(Point-per-instance localization data)
■ ■ ■ ■ ■

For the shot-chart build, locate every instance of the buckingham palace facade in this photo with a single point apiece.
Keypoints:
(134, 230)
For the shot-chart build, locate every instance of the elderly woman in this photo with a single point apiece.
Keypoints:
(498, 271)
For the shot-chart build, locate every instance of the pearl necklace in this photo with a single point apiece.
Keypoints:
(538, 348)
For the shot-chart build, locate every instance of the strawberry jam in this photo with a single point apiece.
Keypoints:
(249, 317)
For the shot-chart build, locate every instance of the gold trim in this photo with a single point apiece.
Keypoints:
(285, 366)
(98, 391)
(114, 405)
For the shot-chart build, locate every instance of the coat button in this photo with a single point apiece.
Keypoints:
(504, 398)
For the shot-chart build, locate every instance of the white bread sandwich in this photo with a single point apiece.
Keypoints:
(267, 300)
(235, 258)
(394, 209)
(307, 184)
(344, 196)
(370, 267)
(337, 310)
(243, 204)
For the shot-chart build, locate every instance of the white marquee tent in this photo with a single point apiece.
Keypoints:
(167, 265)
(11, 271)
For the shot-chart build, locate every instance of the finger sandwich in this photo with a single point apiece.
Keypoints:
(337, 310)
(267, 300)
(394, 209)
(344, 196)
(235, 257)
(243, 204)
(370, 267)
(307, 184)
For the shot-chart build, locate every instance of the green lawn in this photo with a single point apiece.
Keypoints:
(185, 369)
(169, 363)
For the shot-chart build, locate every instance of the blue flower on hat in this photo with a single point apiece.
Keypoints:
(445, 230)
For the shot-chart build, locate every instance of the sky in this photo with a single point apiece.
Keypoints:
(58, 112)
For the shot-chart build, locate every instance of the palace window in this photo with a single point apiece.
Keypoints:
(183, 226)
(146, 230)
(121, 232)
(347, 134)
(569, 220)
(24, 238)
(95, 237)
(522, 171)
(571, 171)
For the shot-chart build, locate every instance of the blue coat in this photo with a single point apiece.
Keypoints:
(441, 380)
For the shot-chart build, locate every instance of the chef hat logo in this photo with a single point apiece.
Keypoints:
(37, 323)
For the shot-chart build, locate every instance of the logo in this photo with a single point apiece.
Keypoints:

■ ■ ■ ■ ■

Among the entries above, some lines may hold the string "white". State how many, and give nothing but the number.

[Response]: 2